• [What the task asks] Write out all of the records precisely. Skip anything that is a picture.

Records from a data collection:
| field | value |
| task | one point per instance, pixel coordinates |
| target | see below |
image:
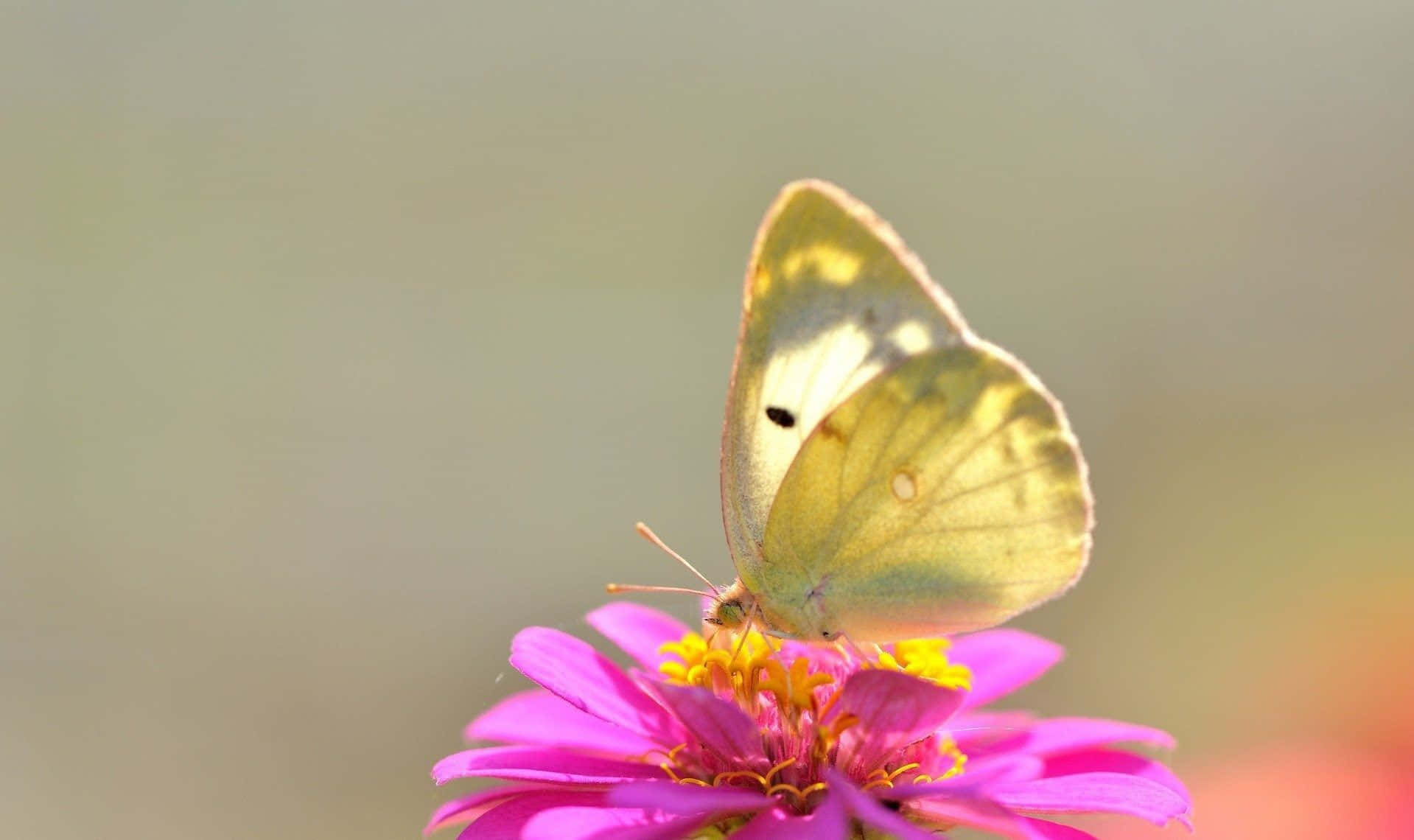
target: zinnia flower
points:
(757, 738)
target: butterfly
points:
(886, 474)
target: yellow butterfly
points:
(886, 472)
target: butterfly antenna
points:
(617, 589)
(648, 535)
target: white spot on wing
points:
(823, 261)
(911, 337)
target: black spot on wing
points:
(781, 418)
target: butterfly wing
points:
(832, 298)
(945, 495)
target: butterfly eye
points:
(781, 418)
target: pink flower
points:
(789, 741)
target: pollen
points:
(926, 659)
(700, 664)
(794, 689)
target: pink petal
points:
(606, 823)
(989, 771)
(587, 679)
(1064, 735)
(715, 724)
(1115, 761)
(638, 630)
(538, 764)
(894, 709)
(981, 733)
(541, 718)
(866, 809)
(675, 798)
(1057, 830)
(829, 822)
(1098, 792)
(1003, 661)
(508, 819)
(469, 808)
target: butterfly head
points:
(733, 609)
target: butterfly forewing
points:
(832, 298)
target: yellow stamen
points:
(775, 770)
(926, 659)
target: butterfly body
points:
(886, 472)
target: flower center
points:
(788, 698)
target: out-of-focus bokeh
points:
(340, 341)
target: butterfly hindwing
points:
(943, 495)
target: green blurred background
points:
(340, 341)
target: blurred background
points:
(340, 341)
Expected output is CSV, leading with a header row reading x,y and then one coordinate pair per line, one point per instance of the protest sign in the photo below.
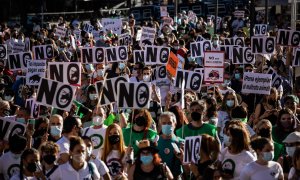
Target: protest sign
x,y
288,37
109,90
147,36
198,48
61,31
3,51
191,151
18,61
262,45
134,95
65,72
214,59
116,54
10,127
55,94
242,55
256,83
114,24
193,80
92,55
172,64
261,30
125,39
35,71
43,52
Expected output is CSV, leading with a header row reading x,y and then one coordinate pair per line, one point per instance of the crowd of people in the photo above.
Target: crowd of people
x,y
243,136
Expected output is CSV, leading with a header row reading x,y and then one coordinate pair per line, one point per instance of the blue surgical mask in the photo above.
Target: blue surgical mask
x,y
55,130
167,129
146,159
230,103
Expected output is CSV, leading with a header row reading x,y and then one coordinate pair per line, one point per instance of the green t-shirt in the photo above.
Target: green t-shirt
x,y
190,130
137,136
166,152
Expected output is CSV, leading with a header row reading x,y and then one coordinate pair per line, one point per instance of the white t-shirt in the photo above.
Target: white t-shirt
x,y
235,162
97,136
64,145
9,165
255,171
68,172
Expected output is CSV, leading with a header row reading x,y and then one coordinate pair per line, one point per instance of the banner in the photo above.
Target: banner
x,y
35,71
65,72
191,151
55,94
256,83
134,95
112,24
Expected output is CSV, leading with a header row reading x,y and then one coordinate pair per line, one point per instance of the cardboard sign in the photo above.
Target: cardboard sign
x,y
125,39
191,151
242,55
109,93
214,59
134,95
261,30
288,37
152,55
213,75
163,11
35,71
61,31
18,61
92,55
256,83
3,51
112,24
193,80
9,127
18,47
116,54
43,52
172,64
198,48
87,27
263,45
55,94
65,72
147,37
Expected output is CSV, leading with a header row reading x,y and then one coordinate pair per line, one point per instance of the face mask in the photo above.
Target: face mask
x,y
49,159
167,129
31,167
21,120
55,130
140,121
114,139
98,120
290,151
146,159
196,116
93,96
237,76
121,66
230,103
146,78
268,156
79,158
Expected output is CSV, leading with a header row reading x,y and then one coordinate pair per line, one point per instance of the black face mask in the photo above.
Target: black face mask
x,y
114,139
31,167
140,121
49,159
264,132
196,116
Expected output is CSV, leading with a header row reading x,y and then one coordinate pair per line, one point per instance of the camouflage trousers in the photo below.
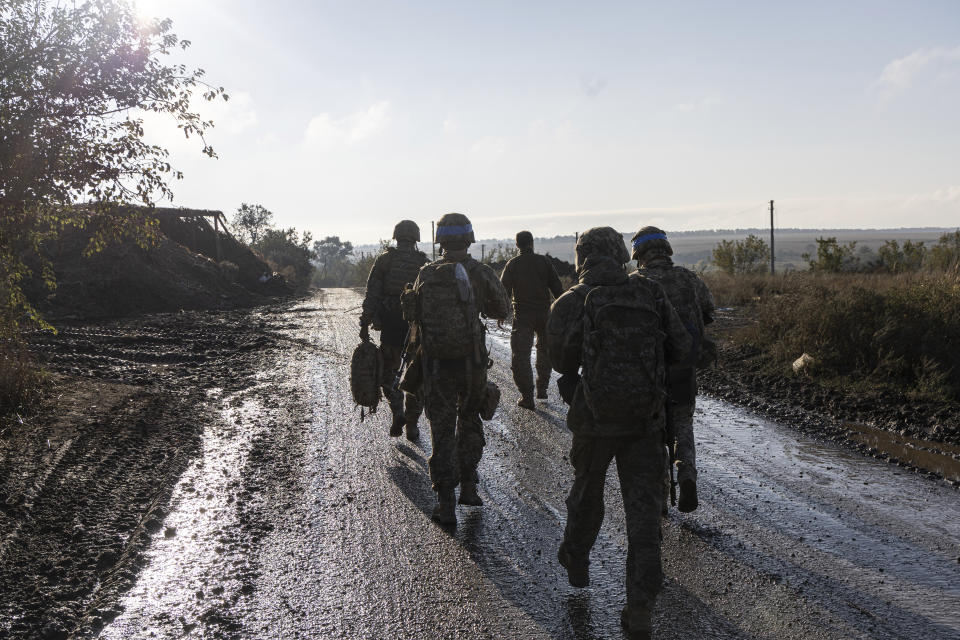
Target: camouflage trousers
x,y
521,343
641,463
403,404
452,401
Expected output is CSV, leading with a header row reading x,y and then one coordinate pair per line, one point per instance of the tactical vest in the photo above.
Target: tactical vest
x,y
622,357
447,310
680,286
402,268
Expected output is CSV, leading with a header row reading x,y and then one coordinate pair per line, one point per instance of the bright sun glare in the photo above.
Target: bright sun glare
x,y
148,9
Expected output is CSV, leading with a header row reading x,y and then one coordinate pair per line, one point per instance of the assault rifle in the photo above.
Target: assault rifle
x,y
410,345
671,439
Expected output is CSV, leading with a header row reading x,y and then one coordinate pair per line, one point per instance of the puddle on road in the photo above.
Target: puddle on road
x,y
190,566
882,539
925,454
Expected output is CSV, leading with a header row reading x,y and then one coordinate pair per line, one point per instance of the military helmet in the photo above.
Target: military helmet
x,y
454,227
406,230
650,242
605,241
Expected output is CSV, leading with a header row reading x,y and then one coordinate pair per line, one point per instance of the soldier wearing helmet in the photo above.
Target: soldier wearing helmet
x,y
692,299
609,338
391,271
531,280
449,298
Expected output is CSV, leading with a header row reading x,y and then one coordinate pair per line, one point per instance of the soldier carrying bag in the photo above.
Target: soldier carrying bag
x,y
623,363
366,376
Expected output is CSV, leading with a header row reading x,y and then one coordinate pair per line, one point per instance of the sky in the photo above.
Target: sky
x,y
346,117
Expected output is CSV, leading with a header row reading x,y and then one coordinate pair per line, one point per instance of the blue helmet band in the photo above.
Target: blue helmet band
x,y
450,230
648,238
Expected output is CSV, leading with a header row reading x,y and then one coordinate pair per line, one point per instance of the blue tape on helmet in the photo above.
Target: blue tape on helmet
x,y
452,230
648,238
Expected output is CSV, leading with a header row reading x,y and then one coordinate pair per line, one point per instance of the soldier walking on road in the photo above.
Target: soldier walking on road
x,y
390,273
530,279
446,303
623,333
694,304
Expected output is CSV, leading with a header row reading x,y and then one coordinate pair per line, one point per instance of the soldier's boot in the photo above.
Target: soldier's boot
x,y
637,623
446,510
687,500
413,431
526,402
396,429
542,389
578,569
469,495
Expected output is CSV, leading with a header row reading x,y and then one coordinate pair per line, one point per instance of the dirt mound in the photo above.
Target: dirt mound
x,y
562,267
180,272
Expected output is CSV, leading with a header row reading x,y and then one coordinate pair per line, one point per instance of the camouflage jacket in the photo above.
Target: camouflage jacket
x,y
492,299
531,280
390,272
565,344
687,293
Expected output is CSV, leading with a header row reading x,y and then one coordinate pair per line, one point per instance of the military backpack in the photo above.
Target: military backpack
x,y
366,376
447,311
623,377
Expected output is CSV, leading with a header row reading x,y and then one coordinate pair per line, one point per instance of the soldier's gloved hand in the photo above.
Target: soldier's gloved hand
x,y
567,385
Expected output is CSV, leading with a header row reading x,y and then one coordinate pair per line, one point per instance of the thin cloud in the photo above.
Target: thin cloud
x,y
592,85
899,74
701,104
323,129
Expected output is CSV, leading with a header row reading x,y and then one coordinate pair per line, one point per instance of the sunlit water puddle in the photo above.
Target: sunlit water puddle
x,y
189,566
943,459
813,510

• [Written answer]
| field | value |
| task | one point per instance, pixel coordinates |
| target | see below |
image:
target: zinnia flower
points:
(757, 738)
target: butterfly
points:
(886, 474)
target: yellow butterfly
points:
(886, 472)
target: butterfly antenna
points:
(617, 589)
(648, 535)
target: white spot on wing
points:
(823, 261)
(911, 337)
target: black spot on wing
points:
(781, 418)
target: butterfly wing
points:
(832, 298)
(945, 495)
target: butterfly eye
points:
(781, 418)
target: pink flower
points:
(789, 741)
target: pollen
points:
(926, 659)
(700, 664)
(794, 689)
target: pink petal
points:
(606, 823)
(989, 771)
(587, 679)
(1064, 735)
(715, 724)
(1115, 761)
(638, 630)
(538, 764)
(894, 709)
(981, 733)
(541, 718)
(866, 809)
(675, 798)
(1057, 830)
(829, 822)
(1098, 792)
(1003, 661)
(508, 819)
(469, 808)
target: butterfly head
points:
(733, 609)
target: butterfly forewing
points:
(832, 298)
target: yellow stamen
points:
(775, 770)
(926, 659)
target: butterfly body
points:
(886, 472)
target: flower center
points:
(788, 698)
target: out-of-focus bokeh
points:
(340, 341)
target: butterfly hindwing
points:
(943, 495)
target: green blurred background
points:
(340, 341)
target: blurred background
points:
(340, 341)
Expected output is CSV, leading with a header row reading x,y and then one coordinate pair per line, one point per instance of the protest sign in the photo below.
Target: protest sign
x,y
288,37
109,90
147,36
198,48
61,31
3,51
191,151
18,61
262,45
134,95
65,72
214,59
116,54
10,127
55,94
242,55
256,83
114,24
193,80
92,55
172,64
261,30
125,39
35,71
43,52
Expected output is CSV, leading with a header row reading x,y and then one coordinate pair per line, one point per instance of the crowd of people in the photo above.
Target: crowd of people
x,y
243,136
Expected output is CSV, leading with a header row reading x,y and then one coordinate pair per line, one point per instance of the blue surgical mask in the photo above.
Target: blue surgical mask
x,y
55,130
167,129
146,159
230,103
Expected output is CSV, leading with a header row reading x,y and then one coordinate pair per line, one point per instance of the green t-shirt in the photo above.
Target: green t-shirt
x,y
190,130
137,136
166,152
Expected output is CSV, leading with a header row reading x,y and then one coordinate pair per line, one point per instance of the white t-shirt in the photo above.
Target: white t-shirt
x,y
235,162
97,136
64,145
9,165
255,171
68,172
Expected output is CSV, leading with a header row reading x,y and then one coordinate pair per line, one point per instance of the banner in the photo above.
Target: banner
x,y
35,71
65,72
191,151
55,94
256,83
134,95
112,24
Expected output is CSV, leading with a header row reading x,y and then one coordinate pair per line, one point per instance of the cardboard sign in the photo above.
Target: cardboard sign
x,y
125,39
191,151
242,55
109,93
214,59
134,95
261,30
288,37
152,55
213,75
163,11
35,71
61,31
18,61
92,55
256,83
3,51
112,24
193,80
9,127
18,47
116,54
43,52
172,64
198,48
87,27
263,45
55,94
65,72
147,37
Expected output is CSV, leading with a header row reading x,y and then one coordinate pair per line, one point per instance of the face mask in the photo above.
Target: face mask
x,y
49,159
167,129
31,167
21,120
55,130
140,121
114,139
98,120
290,151
146,159
196,116
93,96
237,76
121,66
230,103
146,78
268,156
79,158
Expected output is CSV, leading with a header row reading x,y and then one coordinate pair per line, one point per instance of the black face mask in the photo above.
Target: black face mask
x,y
114,139
31,167
140,121
49,159
264,132
196,116
Expected output is CSV, leading with a header row reading x,y and then one coordinate pair per line, one point per instance of the camouflage trousers in the photo below.
Target: camouflage trousers
x,y
521,343
641,463
403,404
452,401
Expected output is CSV, leading with a header row reading x,y and then one coordinate pair per line, one point per instance of the tactical vest in the photo above.
Target: tactical vest
x,y
622,357
447,310
680,286
402,268
Expected output is CSV, leading with a header row reading x,y and then one coordinate pair per line, one point per instance of the bright sun glare in the photo above.
Target: bright sun glare
x,y
148,9
Expected output is CSV, leading with a header row reading x,y and then one coordinate pair per line, one point per instance of the assault rifle in the photo above.
Target: assault rifle
x,y
410,345
671,439
Expected output is CSV, leading with a header row reading x,y and then one coordinate pair per line, one point per instance of the puddle on road in the photo above.
Target: puddle on road
x,y
190,566
882,539
925,454
Expected output is CSV, leading with a header row reading x,y and then one coordinate pair per line, one point per instance of the military helmet in the photo above.
Target: military helmet
x,y
454,227
406,230
650,242
605,241
Expected output is CSV, leading with a header row reading x,y and then one coordinate pair per line, one point per instance of the soldier wearing helmet in the photo above.
Target: soldier wearing helmet
x,y
692,299
609,338
391,271
531,280
449,298
Expected output is CSV, leading with a header row reading x,y and then one coordinate pair per line, one point per instance of the soldier carrying bag in the photo above.
Target: soldier carrying bag
x,y
623,363
366,376
Expected output is CSV, leading with a header row reading x,y and then one coordinate pair per line, one point per instance of the sky in the photo above.
Target: sky
x,y
346,117
Expected output is CSV, leading with a header row reading x,y and then one coordinate pair per line, one point per instance of the blue helmet band in the photo above.
Target: blue helmet band
x,y
450,230
648,238
Expected output is CSV, leading with a header row reading x,y and then one coordinate pair per line, one point per instance of the blue tape on helmet in the photo above.
Target: blue tape on helmet
x,y
452,230
648,238
Expected output is CSV, leading with a header row reading x,y and then one coordinate pair per line, one point per instance of the soldier walking on road in the photo above.
Target: soldier walking on road
x,y
390,273
530,279
446,303
623,333
694,304
Expected output is CSV, leading with a header row reading x,y and then one coordinate pair per line, one point per instance of the soldier's boot in the photo above.
Target: soldier's boot
x,y
637,623
446,510
687,500
413,431
526,402
396,429
542,389
578,569
469,495
Expected output is CSV, leading with a header row reading x,y and then one coordinate pair per line, one point per instance of the dirt mound in the photo above.
Target: dirt mound
x,y
562,267
180,272
Expected output is CSV, leading with a header row reading x,y and then one coordinate pair per line, one point per instance of the camouflage jacket in the photo above.
Target: camouflage jacket
x,y
492,299
531,280
390,272
565,344
687,293
Expected output is CSV, leading with a header row reading x,y and then one coordinate pair per line, one point per instance of the military backpack in the photo above.
Target: military backpack
x,y
366,376
447,311
623,377
Expected output is CSV, leading with a header row reading x,y and then one coordinate pair per line, one point per instance of the soldier's gloved hand in the photo above.
Target: soldier's gloved hand
x,y
567,385
Expected output is CSV, leading with a header row reading x,y and then one coordinate pair per line, one point per instance of the thin cloud in the photo above.
Target: thin cloud
x,y
592,85
899,74
701,104
323,129
Expected output is CSV, leading with a header row reading x,y and then one coordinate pair per line, one point per instance of the sunlit water puddle in the photo above.
Target: sunlit water puddle
x,y
189,566
943,459
813,510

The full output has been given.